Records contained in a dataset
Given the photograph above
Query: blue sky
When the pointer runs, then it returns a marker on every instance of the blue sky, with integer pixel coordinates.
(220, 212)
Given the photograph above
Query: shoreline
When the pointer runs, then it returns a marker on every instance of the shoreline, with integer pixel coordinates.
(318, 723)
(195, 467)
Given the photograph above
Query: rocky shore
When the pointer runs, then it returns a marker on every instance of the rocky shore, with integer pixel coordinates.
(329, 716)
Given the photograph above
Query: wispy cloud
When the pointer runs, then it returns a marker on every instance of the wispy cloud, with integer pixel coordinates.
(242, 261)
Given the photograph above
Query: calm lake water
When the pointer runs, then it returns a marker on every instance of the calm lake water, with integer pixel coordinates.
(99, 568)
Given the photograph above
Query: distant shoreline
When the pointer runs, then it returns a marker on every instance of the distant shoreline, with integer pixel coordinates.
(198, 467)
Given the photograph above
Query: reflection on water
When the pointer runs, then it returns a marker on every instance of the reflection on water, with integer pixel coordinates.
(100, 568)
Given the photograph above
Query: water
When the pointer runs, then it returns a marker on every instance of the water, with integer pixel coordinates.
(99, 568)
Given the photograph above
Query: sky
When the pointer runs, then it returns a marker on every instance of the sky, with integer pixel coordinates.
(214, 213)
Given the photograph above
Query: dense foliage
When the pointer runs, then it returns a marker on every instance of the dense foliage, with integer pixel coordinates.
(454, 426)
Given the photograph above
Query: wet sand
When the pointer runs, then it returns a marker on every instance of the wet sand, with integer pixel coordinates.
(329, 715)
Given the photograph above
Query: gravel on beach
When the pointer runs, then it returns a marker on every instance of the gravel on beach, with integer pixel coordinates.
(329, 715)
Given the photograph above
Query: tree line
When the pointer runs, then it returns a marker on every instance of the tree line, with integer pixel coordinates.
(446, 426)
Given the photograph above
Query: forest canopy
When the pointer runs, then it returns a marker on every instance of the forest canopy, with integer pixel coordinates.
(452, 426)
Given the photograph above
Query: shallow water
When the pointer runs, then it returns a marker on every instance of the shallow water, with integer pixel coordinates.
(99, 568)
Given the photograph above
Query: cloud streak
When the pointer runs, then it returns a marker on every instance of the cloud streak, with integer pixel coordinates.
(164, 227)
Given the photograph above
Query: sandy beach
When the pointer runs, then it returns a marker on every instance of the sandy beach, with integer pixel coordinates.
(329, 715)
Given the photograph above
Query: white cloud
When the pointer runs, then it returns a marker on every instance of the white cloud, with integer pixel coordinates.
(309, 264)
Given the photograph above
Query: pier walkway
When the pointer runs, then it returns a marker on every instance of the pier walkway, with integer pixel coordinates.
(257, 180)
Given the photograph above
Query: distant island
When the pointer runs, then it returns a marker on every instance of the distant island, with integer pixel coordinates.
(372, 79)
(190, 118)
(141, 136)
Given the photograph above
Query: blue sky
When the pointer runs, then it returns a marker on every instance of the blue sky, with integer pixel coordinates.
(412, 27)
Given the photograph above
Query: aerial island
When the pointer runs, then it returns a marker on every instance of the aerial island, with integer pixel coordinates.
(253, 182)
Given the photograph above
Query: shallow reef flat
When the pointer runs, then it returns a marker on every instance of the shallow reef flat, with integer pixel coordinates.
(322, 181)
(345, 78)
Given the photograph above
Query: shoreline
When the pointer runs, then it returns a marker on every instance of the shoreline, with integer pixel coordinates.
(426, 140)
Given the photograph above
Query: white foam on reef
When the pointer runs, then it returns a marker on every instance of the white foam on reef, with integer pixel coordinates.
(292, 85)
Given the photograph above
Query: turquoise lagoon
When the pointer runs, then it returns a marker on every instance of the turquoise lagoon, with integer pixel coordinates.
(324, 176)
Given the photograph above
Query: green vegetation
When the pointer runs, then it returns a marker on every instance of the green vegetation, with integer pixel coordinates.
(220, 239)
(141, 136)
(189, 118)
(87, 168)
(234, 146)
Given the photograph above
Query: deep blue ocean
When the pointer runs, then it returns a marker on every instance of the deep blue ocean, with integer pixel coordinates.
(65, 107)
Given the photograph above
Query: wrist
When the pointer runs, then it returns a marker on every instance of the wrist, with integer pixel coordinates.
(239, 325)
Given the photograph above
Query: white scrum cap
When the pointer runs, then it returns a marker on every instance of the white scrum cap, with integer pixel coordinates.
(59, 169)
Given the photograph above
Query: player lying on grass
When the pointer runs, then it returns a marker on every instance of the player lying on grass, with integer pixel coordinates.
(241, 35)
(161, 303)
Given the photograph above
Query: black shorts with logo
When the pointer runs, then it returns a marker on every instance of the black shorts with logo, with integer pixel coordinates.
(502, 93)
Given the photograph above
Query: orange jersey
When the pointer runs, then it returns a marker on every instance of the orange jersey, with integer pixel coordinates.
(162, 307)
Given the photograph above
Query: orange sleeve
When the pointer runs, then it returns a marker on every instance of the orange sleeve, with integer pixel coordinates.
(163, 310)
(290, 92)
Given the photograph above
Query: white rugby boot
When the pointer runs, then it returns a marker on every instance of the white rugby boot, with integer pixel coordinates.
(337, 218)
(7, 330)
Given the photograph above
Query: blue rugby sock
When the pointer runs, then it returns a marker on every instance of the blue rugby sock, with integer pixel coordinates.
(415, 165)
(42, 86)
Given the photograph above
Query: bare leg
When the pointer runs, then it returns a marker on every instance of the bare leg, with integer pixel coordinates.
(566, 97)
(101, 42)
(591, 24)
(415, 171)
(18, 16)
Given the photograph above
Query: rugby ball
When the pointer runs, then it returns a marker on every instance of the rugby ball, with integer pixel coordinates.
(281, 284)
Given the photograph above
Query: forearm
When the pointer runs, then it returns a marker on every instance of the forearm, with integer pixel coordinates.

# STATED EXERCISE
Extract the data exactly as given.

# WORKED SOLUTION
Given the photograph above
Query: blue sky
When the pointer runs, then it returns a marker on every instance of the blue sky, with integer pixel coordinates.
(220, 212)
Given the photograph above
Query: shoreline
When the pointer runs, then it returns a marker on every instance of the shoreline, with integer pixel coordinates.
(318, 723)
(195, 467)
Given the photograph above
Query: rocky shore
When the pointer runs, then it returns a marker on every instance of the rocky shore, with integer pixel coordinates.
(329, 716)
Given the photograph above
Query: wispy cloud
When the pointer runs, then it returns a marker on every instance of the wispy cloud, with integer pixel coordinates.
(242, 261)
Given the photograph above
Query: calm lake water
When the pointer runs, then it returns a marker on every instance of the calm lake water, with integer pixel coordinates.
(99, 568)
Given the photograph above
Query: distant shoreline
When the pointer runs, then it returns a marker on every instance of the distant shoreline, with integer pixel coordinates.
(198, 467)
Given the photograph above
Query: reflection on water
When the pointer runs, then it returns a marker on every instance of the reflection on water, with integer pixel coordinates.
(100, 568)
Given the photograph above
Query: water
When the pointer runs, then it returns a marker on every instance of the water, with integer pixel coordinates.
(99, 568)
Given the photograph above
Query: sky
When the pointer runs, then it returns a marker on every instance of the sky, with integer pixel coordinates.
(214, 213)
Given the photograph above
Query: dense foliage
When the pointer runs, then it returns a marker on every instance of the dense foliage, with integer pixel coordinates.
(454, 426)
Given the photograph above
Query: wet sand
When the pointer runs, then it returns a marker on every instance of the wet sand, with integer pixel coordinates.
(329, 715)
Given the photograph above
Query: gravel on beach
When the pointer runs, then it returns a marker on every instance of the gravel on beach, with integer pixel coordinates.
(329, 715)
Given the photograph above
Query: tree line
When the pointer runs, then it returns a marker on every instance of the tree line, with integer pixel coordinates.
(446, 426)
Given the photograph above
Query: forest canopy
When the pointer runs, then it returns a marker on every instance of the forest canopy, with integer pixel coordinates.
(452, 426)
Given the photograph above
Query: shallow water
When the pointer runs, then it returns a marker on every instance of the shallow water, with integer pixel coordinates.
(99, 568)
Given the photograph above
Query: cloud streak
When the pointer runs, then it returns a marker on every instance of the cloud streak, with integer pixel coordinates.
(164, 227)
Given the photograph above
Query: sandy beach
When the pointer runs, then it returns a marker on every instance of the sandy beach, with integer pixel coordinates.
(329, 715)
Given the photograph above
Query: white cloud
When the pointer runs, then it returns a marker on every instance of the white cloud, with integer pixel coordinates.
(309, 264)
Given the photograph above
Query: pier walkway
When the pointer runs, then it returns a marker on every instance of the pier walkway, with integer pixel coordinates.
(257, 180)
Given the photograph above
Query: distant island
When the pointer runs, then it returns a marker on every instance of the distant island, with integer pixel coordinates.
(372, 79)
(190, 118)
(141, 136)
Given the photograph above
Query: blue sky
When the pointer runs, then it returns a marker on every instance of the blue sky, with integer pixel coordinates.
(412, 27)
Given the photograph above
Query: aerial island
When the pointer runs, then it returns a marker on every instance of the aerial island, with integer pixel coordinates.
(253, 182)
Given the photograph above
Query: shallow reef flat
When the pointer runs, then it returns a marker on every instance of the shallow reef flat, with integer pixel coordinates.
(322, 181)
(345, 78)
Given the photograph above
Query: shoreline
When the pointer runs, then it returns a marker on every instance of the shoreline, with integer pixel coordinates.
(426, 140)
Given the photograph above
Query: white foam on reef
When the pointer runs, then it returns a marker on every instance of the white foam on reef, with integer pixel coordinates.
(292, 85)
Given the photograph above
Query: turquoise lagoon
When the pointer runs, then it returns a marker on every instance of the turquoise lagoon, with integer pixel coordinates.
(324, 176)
Given the photograph above
Query: green vegetation
When the pointer runs, then it returns a marker on every instance of the green vegetation, with integer pixel coordinates.
(220, 239)
(141, 136)
(189, 118)
(87, 168)
(234, 146)
Given the photograph above
Query: deep blue ocean
When the pointer runs, then it returns a marker on every instance of the deep blue ocean, with integer pixel coordinates.
(65, 107)
Given the photograph above
Query: wrist
When the pointer runs, then it returns a marker on every instance of the wrist, with integer pixel coordinates.
(239, 325)
Given the photograph above
Query: white scrum cap
When the pointer runs, then it returns a marker on every instance of the white scrum cap, with integer pixel coordinates.
(59, 169)
Given the photograph above
Query: player lying on grass
When the pointer runs, then it returns a marker on every instance of the player lying on grass, with integer pixel coordinates.
(241, 35)
(161, 303)
Given the photograph above
Query: black shorts with logo
When the pointer runs, then it returns a marker on every instance of the black shorts with logo, with integer pixel coordinates.
(502, 93)
Given the photograph above
Query: orange jersey
When the pointer runs, then it returns a marker on every instance of the orange jersey, with integer pixel coordinates.
(162, 307)
Given the photograph above
Query: orange sleeve
When the pointer runs, then it returns a marker on every instance of the orange sleeve, with integer pixel coordinates.
(163, 310)
(290, 92)
Given the photograph above
Query: white rugby boot
When the pointer runs, then it returns a marker on every instance of the white rugby boot, with integer pixel coordinates.
(337, 218)
(7, 330)
Given the photograph above
Query: blue rugby sock
When the pointer runs, then it returns a marker on every instance of the blue rugby sock, with integer pixel coordinates.
(415, 165)
(42, 86)
Given the photograph above
Query: bare leg
When the pointer runs, then it returns a marker on every instance of the bare leg, with integer pixel coordinates.
(566, 97)
(101, 42)
(591, 24)
(415, 171)
(18, 16)
Given the photograph above
Query: rugby ball
When the pointer runs, then it returns a marker on every instance of the rugby ball, with integer pixel coordinates.
(281, 284)
Given the photograph above
Query: forearm
When the pointer runs, then it returns a marker on every instance of the forearm, with integer pixel coordinates.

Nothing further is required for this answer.